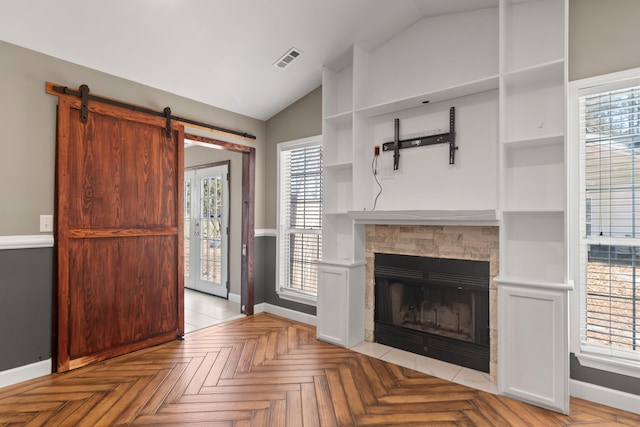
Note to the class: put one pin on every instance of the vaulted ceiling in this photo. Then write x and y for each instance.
(219, 52)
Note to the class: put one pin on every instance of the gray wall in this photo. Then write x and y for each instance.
(201, 155)
(604, 36)
(26, 301)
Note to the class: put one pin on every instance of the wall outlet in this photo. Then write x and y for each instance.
(46, 223)
(387, 167)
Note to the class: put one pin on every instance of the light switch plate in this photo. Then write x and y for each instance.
(46, 223)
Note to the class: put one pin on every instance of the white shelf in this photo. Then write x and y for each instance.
(548, 71)
(535, 141)
(446, 94)
(456, 217)
(533, 212)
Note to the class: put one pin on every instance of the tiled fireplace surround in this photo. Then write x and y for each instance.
(478, 243)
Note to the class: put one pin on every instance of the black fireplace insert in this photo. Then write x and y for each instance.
(437, 307)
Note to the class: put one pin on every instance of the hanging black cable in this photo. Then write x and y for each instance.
(86, 96)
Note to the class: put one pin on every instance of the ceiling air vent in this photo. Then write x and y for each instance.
(287, 58)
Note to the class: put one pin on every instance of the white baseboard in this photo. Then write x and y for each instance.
(298, 316)
(26, 242)
(605, 396)
(24, 373)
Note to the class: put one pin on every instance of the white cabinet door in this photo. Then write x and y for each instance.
(340, 316)
(533, 346)
(332, 304)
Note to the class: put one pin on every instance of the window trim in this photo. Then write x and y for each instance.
(283, 291)
(591, 356)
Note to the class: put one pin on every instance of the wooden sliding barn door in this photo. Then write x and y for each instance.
(119, 232)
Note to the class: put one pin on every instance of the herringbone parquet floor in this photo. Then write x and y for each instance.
(268, 371)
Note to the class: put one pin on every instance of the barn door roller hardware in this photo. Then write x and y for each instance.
(83, 94)
(421, 141)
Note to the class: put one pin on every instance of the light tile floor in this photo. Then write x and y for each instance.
(437, 368)
(202, 310)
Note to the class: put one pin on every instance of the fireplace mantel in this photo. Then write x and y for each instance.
(426, 217)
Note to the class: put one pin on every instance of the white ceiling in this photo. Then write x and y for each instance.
(219, 52)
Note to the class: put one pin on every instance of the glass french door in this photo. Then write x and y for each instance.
(206, 230)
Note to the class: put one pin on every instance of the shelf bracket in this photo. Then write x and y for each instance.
(421, 141)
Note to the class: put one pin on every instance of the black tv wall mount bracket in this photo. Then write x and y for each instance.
(421, 141)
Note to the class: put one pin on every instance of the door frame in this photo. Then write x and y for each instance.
(227, 164)
(248, 210)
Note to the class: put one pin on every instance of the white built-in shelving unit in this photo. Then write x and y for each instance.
(533, 335)
(504, 71)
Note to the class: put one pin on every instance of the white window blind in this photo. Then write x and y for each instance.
(610, 225)
(300, 222)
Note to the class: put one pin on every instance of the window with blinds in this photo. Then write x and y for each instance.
(300, 217)
(610, 224)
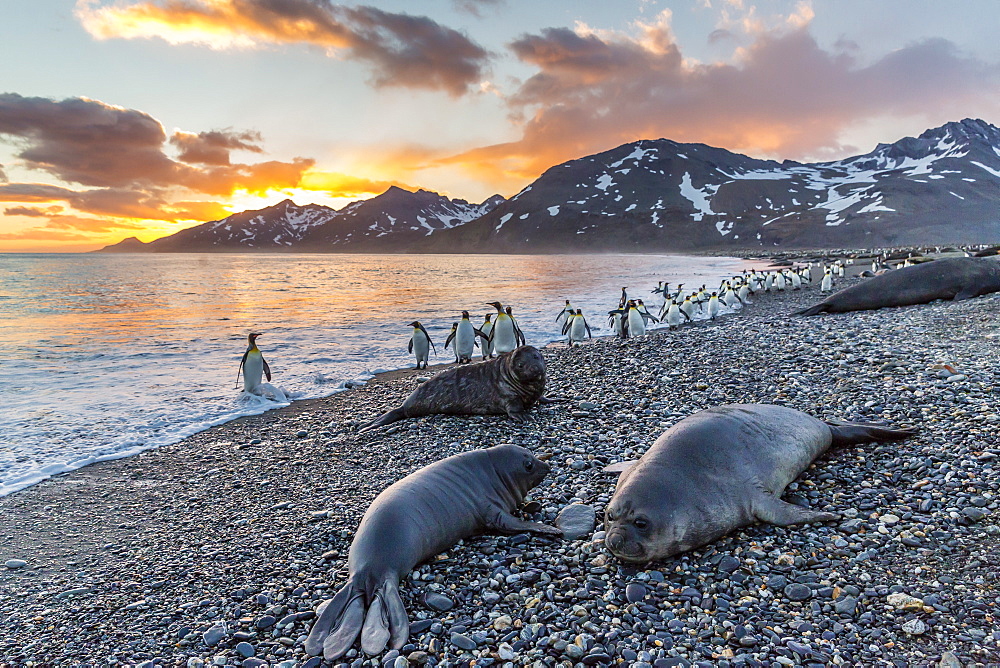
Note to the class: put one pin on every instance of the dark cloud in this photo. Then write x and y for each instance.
(87, 142)
(33, 212)
(121, 152)
(212, 148)
(401, 49)
(476, 7)
(784, 97)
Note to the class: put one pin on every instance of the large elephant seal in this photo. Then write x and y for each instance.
(417, 517)
(508, 385)
(952, 278)
(718, 470)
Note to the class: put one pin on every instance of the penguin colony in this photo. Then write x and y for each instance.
(500, 333)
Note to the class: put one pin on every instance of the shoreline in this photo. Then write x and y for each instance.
(135, 559)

_ _ _ _

▸ What you should do: Please copy only the lines from the one that contains "the white window" through the last line of the records, exactly, and keep every picture out of the copy.

▸ Output below:
Note to the class: put one pin on every instance of the white window blind in this photo. Then write x and y for each instance.
(610, 225)
(300, 222)
Note to the class: put one pin on every instance of the window with blinds in this photo. Then write x and y for each instance.
(300, 217)
(610, 224)
Note to the class: put one pin on every instance of the dark cloud in this photo. Then write x and y for each instance.
(87, 142)
(33, 212)
(121, 152)
(212, 148)
(401, 49)
(476, 7)
(784, 97)
Note to the class: put one pin on every instance of the large elephant seal in this photo. Then write x and y for each instance.
(417, 517)
(508, 385)
(952, 278)
(718, 470)
Note to the class: put one pin on every instance of the penguin colony in this photo. Then write x and y for each instance.
(500, 333)
Note to the class: put one pin on every instance of the shoreline in this photo. Then write x and y for each instance.
(135, 559)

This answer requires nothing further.